[Text section Boundary: Start]

As the Trump administration ramps up deportation numbers, people who fled the Vietnam War are finding themselves caught between two former foes. This is the story of a deportee who has found himself a stranger in a strange land where he is a target for discrimination because of his father’s wartime legacy and his minority ethnicity

Charles Dunst
December 12, 2018
The Vietnamese deportees caught in Trump’s immigration war

Chuh A bears the burdens of Vietnam’s history. He is 33, well-built and tattooed, and smiles easily – despite his circumstances. Sitting in a coffee shop near Ho Chi Minh City Hall, he described the jarring transition of his forced relocation from North Carolina to Vietnam, a country whose current regime his Vietnamese father once fought against and eventually fled. Over 14,000km and a communist border now separate Chuh from his family, including his fiancée – he optimistically calls her his wife – and their four daughters.

Sixteen months of separation have taken a toll.

[Text section Boundary: End]

* Task item A: Rename "clicks" to "taps" in the listing, from its start through the line containing "box: [20, 229, 81, 267]", and leave everything else unchanged.

[Provided records Boundary: Start]

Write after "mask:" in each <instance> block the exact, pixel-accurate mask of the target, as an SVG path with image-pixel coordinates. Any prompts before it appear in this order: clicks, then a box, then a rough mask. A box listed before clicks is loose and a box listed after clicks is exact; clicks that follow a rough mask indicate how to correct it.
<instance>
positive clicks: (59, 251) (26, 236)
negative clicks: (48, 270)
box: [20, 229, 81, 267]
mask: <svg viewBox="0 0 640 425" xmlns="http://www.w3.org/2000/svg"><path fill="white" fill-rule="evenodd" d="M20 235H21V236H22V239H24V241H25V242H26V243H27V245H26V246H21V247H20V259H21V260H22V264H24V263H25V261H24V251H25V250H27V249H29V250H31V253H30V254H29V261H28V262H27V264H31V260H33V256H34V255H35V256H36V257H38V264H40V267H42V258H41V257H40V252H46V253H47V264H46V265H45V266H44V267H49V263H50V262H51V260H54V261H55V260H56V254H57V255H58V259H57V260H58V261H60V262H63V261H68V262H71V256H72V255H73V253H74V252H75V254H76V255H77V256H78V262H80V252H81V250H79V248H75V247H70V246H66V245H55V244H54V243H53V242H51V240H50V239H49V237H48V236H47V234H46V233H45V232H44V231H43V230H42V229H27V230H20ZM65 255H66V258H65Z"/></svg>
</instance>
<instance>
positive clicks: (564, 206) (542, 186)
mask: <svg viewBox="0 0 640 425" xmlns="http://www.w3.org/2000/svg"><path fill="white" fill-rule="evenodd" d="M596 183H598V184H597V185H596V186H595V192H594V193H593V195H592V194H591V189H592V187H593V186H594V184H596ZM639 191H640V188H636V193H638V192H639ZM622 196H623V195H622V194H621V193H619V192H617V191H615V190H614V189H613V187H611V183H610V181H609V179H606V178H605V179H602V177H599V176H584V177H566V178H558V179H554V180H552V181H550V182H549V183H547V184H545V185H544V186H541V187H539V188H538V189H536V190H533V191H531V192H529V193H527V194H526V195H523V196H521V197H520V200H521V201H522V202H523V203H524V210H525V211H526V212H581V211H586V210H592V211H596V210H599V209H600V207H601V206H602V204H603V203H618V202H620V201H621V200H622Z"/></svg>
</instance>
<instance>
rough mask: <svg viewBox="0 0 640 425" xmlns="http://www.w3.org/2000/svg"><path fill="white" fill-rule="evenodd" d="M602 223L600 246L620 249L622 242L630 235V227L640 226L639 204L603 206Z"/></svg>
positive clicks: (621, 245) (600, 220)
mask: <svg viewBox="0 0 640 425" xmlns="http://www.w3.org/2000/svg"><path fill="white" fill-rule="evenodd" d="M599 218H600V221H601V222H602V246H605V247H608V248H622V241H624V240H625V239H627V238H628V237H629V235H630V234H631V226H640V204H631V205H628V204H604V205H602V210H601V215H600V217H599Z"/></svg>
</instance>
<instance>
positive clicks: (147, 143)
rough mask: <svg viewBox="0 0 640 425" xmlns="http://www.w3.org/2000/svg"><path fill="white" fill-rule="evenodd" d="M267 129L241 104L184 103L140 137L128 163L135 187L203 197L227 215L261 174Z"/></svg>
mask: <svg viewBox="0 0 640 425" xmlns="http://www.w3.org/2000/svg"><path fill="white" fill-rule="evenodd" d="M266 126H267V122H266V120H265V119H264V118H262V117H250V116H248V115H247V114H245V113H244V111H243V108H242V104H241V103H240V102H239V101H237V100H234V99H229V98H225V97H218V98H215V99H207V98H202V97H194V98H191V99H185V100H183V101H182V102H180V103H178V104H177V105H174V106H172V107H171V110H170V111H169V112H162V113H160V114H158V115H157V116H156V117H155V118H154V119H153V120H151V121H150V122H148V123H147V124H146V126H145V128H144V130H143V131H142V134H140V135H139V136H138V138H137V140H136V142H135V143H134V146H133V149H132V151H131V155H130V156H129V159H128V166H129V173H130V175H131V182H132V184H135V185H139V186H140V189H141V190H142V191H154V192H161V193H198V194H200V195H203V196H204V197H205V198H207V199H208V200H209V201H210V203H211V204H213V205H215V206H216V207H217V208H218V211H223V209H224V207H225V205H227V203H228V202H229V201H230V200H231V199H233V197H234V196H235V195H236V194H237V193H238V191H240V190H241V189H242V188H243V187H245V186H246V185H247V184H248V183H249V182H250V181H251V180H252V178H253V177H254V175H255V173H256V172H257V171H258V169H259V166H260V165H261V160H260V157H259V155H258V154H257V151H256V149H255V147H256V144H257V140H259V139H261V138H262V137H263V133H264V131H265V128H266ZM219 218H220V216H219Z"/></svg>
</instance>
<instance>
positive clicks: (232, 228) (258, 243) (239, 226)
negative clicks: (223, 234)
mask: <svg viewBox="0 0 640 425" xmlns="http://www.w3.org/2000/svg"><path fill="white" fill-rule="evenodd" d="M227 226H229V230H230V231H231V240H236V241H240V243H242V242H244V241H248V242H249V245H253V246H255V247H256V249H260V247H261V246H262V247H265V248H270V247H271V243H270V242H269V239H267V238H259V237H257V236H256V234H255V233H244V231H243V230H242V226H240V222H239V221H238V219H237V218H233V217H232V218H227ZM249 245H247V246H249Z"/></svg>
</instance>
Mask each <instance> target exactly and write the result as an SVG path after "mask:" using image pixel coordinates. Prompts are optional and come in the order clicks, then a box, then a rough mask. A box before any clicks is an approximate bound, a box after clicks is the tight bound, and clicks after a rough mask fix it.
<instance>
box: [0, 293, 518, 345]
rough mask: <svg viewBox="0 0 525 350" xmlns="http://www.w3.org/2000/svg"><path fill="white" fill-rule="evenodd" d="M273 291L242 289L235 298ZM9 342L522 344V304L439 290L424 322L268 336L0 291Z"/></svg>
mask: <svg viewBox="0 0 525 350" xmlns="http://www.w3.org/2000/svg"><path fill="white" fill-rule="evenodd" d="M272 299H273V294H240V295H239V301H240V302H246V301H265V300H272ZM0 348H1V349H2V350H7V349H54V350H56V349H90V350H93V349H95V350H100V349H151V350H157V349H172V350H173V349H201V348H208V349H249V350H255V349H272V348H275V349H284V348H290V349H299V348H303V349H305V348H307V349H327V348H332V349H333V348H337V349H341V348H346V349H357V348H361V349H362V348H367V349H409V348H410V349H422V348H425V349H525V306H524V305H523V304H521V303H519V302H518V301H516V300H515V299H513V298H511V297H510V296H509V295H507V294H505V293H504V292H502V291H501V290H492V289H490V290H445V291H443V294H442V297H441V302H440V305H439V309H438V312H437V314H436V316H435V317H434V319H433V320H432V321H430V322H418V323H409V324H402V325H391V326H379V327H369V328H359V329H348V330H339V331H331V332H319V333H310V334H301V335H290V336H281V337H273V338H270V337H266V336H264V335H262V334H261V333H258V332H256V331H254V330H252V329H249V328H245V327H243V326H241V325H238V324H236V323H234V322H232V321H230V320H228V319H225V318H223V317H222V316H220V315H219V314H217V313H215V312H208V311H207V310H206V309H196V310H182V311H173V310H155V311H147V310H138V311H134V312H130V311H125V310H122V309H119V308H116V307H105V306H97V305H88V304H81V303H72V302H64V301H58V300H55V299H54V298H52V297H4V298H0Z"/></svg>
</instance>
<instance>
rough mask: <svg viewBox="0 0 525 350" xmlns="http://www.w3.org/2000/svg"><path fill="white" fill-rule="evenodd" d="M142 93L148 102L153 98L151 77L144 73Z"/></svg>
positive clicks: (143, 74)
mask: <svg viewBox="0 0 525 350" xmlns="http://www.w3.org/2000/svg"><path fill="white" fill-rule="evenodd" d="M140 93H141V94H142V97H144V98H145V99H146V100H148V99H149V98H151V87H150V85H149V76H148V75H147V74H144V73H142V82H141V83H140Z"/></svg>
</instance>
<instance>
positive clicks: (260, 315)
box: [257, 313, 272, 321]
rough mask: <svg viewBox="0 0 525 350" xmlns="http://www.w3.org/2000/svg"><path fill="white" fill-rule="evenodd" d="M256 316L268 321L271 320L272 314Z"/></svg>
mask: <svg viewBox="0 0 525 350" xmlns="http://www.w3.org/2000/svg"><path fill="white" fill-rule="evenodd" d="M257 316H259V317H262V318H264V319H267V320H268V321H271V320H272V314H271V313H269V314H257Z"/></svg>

[Provided records Boundary: End]

* Task item B: Go on with the article about Vietnamese deportees from where it stops.

* Exercise answer A:
Write after "mask:" in each <instance> block the exact, pixel-accurate mask of the target, as an SVG path with image-pixel coordinates. Any prompts before it appear in this order: taps, then a box, then a rough mask. A box listed before taps is loose and a box listed after taps is exact; taps that follow a rough mask indicate how to correct it.
<instance>
positive taps: (59, 251) (26, 236)
negative taps: (48, 270)
box: [20, 229, 81, 267]

* Exercise answer B:
“I talk to my kids and wife every night… I don’t want my daughters to miss out on who I am,” he said. “My second daughter and oldest daughter… they say, ‘Father, why you left us?’ That hurt.”

Chuh was deported to Vietnam during the first year of Donald Trump’s presidency. The US president had campaigned on a xenophobic, protectionist platform and used the early months of his term to push this agenda and expand the rolls of immigrants eligible for deportation. Those who had relied on a degree of protection from the government suddenly no longer could.

North Carolinian Chuh A was a stranger to the land of his birth when he was deported back to Vietnam, where he faces not just a steep learning curve but also discrimination for being a Montagnard ethnic minority and the song of a Vietnam man who fought with the US against North Vietnam Photo: Charles Dunst

The US and Vietnam inked a deal in 2008 agreeing to the deportation of certain Vietnamese – those without  legal residency and some convicted of crimes – but exempting all who arrived in the US before 12 July 1995, the date the two nations had re-established diplomatic relations.  Those who arrived before that date were considered refugees and were thus protected.

Additionally an ethnic group persecuted in Vietnam, the Montagnards, had always been unofficially exempted from any deportations. The Vietnamese government historically would not release the necessary papers to accept them (ostensibly to prevent Montagnards from returning to Vietnam), and the US would release them after six months under “orders of supervision”. This changed under Trump.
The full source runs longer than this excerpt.